*** Opening of Provided records ***

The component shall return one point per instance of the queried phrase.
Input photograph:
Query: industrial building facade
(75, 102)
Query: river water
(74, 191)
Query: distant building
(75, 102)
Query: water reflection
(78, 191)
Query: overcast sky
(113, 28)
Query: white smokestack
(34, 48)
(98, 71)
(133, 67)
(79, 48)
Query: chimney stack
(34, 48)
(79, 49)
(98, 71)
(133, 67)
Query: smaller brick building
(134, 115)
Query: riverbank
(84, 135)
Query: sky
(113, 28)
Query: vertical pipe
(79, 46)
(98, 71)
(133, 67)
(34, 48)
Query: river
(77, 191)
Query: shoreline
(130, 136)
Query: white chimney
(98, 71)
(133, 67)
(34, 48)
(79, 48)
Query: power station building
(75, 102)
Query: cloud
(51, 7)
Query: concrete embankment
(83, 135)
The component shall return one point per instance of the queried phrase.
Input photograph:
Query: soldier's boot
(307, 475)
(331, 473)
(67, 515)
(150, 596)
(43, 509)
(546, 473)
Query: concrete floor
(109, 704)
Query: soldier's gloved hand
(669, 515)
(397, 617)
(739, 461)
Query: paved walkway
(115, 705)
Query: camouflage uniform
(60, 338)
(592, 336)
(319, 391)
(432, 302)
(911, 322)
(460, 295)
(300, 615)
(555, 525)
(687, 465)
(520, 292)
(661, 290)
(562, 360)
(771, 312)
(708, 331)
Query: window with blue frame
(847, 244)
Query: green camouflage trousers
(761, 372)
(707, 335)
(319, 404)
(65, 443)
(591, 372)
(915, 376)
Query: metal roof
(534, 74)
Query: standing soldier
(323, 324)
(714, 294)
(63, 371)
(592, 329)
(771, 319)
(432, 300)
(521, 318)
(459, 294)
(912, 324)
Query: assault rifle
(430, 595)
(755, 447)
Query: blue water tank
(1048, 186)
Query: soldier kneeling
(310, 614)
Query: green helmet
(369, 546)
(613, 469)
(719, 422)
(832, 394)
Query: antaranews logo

*** Close of Provided records ***

* _To do_
Only the lines from the one containing "Query: white chimney" to the end of the listing belong in the output, each reproduced exactly.

* _Worked solution_
Query: white chimney
(98, 71)
(133, 67)
(34, 48)
(79, 48)
Query: power station building
(75, 102)
Query: cloud
(51, 7)
Query: concrete embankment
(83, 135)
The component shall return one point per instance of the queried phrase.
Input photograph:
Query: soldier's boot
(307, 475)
(331, 473)
(67, 515)
(150, 596)
(43, 509)
(546, 473)
Query: concrete floor
(109, 704)
Query: soldier's gloved hand
(669, 515)
(397, 617)
(739, 461)
Query: paved walkway
(115, 705)
Query: camouflage uniform
(60, 338)
(592, 336)
(319, 391)
(432, 302)
(911, 322)
(460, 295)
(300, 615)
(555, 525)
(687, 465)
(520, 292)
(661, 290)
(562, 360)
(771, 312)
(708, 331)
Query: window with blue frame
(847, 244)
Query: green camouflage trousers
(761, 372)
(707, 335)
(319, 404)
(65, 443)
(591, 372)
(915, 376)
Query: metal roof
(534, 74)
Query: standing soldier
(323, 324)
(714, 294)
(63, 371)
(592, 329)
(771, 319)
(432, 300)
(521, 318)
(459, 294)
(912, 324)
Query: assault rifle
(430, 595)
(755, 447)
Query: blue water tank
(1048, 186)
Query: soldier kneeling
(310, 614)
Query: green helmet
(369, 546)
(613, 469)
(719, 422)
(832, 394)
Query: antaranews logo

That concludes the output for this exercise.